◆ Source information ◆
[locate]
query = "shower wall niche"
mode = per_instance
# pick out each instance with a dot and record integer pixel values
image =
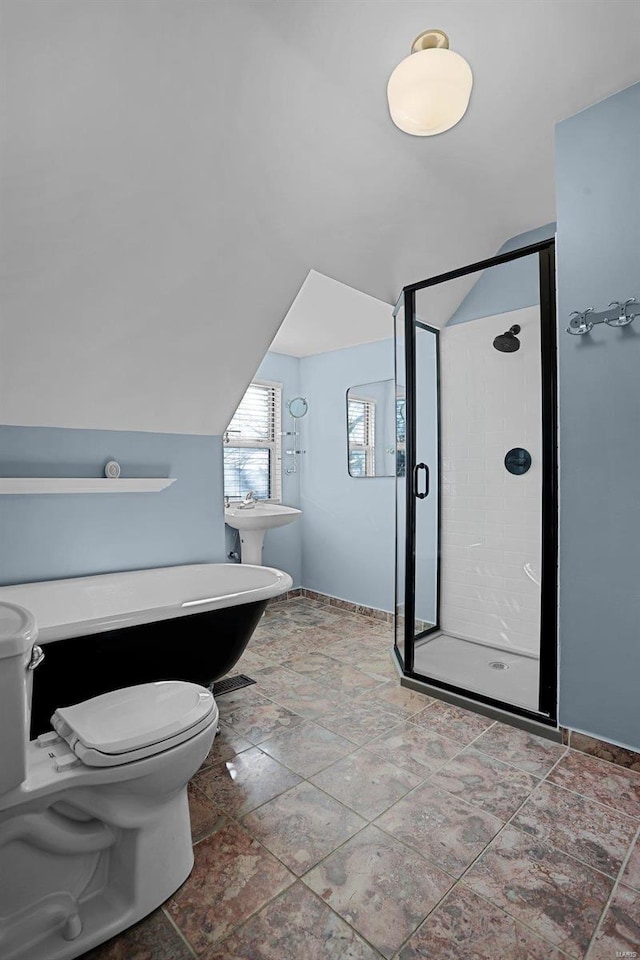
(476, 505)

◆ Directions ◆
Give the listing again exactly, minus its images.

◆ Output below ◆
[locate]
query = "shower wall niche"
mode = per_instance
# pick out each instance with a dot and record integer pixel values
image =
(476, 505)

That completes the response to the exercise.